TASK OBJECTIVE:
Every line in the data must be transcribed exactly.
▼▼▼
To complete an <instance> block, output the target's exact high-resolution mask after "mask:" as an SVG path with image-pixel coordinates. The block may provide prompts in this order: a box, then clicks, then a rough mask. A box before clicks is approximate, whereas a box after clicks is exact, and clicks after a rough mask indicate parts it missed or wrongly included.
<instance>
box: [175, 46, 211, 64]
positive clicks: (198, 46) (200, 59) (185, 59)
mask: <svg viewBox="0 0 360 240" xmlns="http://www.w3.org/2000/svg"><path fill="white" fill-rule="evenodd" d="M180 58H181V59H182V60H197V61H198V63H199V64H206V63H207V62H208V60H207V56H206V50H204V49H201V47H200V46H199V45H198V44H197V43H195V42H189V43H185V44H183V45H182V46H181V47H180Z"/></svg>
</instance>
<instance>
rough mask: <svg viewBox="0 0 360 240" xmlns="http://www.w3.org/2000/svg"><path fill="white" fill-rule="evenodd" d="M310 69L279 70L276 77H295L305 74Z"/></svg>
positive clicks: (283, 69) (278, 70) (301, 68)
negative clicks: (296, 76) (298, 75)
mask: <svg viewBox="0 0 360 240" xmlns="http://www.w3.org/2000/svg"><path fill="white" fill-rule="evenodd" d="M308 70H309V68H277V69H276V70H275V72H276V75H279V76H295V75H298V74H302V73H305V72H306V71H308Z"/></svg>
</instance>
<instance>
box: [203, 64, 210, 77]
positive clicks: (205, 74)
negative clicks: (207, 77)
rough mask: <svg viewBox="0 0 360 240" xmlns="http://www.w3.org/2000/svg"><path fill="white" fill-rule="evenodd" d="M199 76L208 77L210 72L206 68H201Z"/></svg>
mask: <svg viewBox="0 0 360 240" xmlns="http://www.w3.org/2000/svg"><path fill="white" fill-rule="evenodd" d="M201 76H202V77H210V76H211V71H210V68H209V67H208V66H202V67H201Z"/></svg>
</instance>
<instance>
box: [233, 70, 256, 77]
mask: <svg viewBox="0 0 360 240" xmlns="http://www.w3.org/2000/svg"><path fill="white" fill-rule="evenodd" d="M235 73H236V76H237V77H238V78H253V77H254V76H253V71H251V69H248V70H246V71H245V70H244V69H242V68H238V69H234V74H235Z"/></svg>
▲▲▲
WRITTEN SOLUTION:
To complete an <instance> block, output the target's exact high-resolution mask after "mask:" as an SVG path with image-pixel coordinates. The block may provide prompts in this order: a box, then clicks, then a rough mask. A box before clicks is approximate, whereas a box after clicks is exact, and clicks after a rough mask indicate parts it missed or wrongly included.
<instance>
box: [175, 46, 211, 64]
positive clicks: (198, 46) (200, 59) (185, 59)
mask: <svg viewBox="0 0 360 240" xmlns="http://www.w3.org/2000/svg"><path fill="white" fill-rule="evenodd" d="M180 58H181V59H182V60H197V61H198V63H199V64H206V63H207V62H208V60H207V56H206V50H204V49H201V47H200V46H199V45H198V44H197V43H195V42H189V43H185V44H183V45H182V46H181V47H180Z"/></svg>
</instance>
<instance>
rough mask: <svg viewBox="0 0 360 240" xmlns="http://www.w3.org/2000/svg"><path fill="white" fill-rule="evenodd" d="M310 69L279 70L276 77H295L305 74Z"/></svg>
positive clicks: (283, 69) (278, 70) (301, 68)
negative clicks: (296, 76) (298, 75)
mask: <svg viewBox="0 0 360 240" xmlns="http://www.w3.org/2000/svg"><path fill="white" fill-rule="evenodd" d="M308 70H309V68H277V69H276V70H275V72H276V75H279V76H295V75H298V74H302V73H305V72H306V71H308Z"/></svg>
</instance>
<instance>
box: [203, 64, 210, 77]
positive clicks: (205, 74)
negative clicks: (207, 77)
rough mask: <svg viewBox="0 0 360 240" xmlns="http://www.w3.org/2000/svg"><path fill="white" fill-rule="evenodd" d="M199 76L208 77L210 72L206 68H201Z"/></svg>
mask: <svg viewBox="0 0 360 240" xmlns="http://www.w3.org/2000/svg"><path fill="white" fill-rule="evenodd" d="M201 76H202V77H210V76H211V71H210V68H209V67H208V66H202V67H201Z"/></svg>
</instance>
<instance>
box: [233, 70, 256, 77]
mask: <svg viewBox="0 0 360 240" xmlns="http://www.w3.org/2000/svg"><path fill="white" fill-rule="evenodd" d="M235 73H236V76H237V77H238V78H253V77H254V76H253V71H251V69H248V70H246V71H245V70H244V69H242V68H238V69H234V74H235Z"/></svg>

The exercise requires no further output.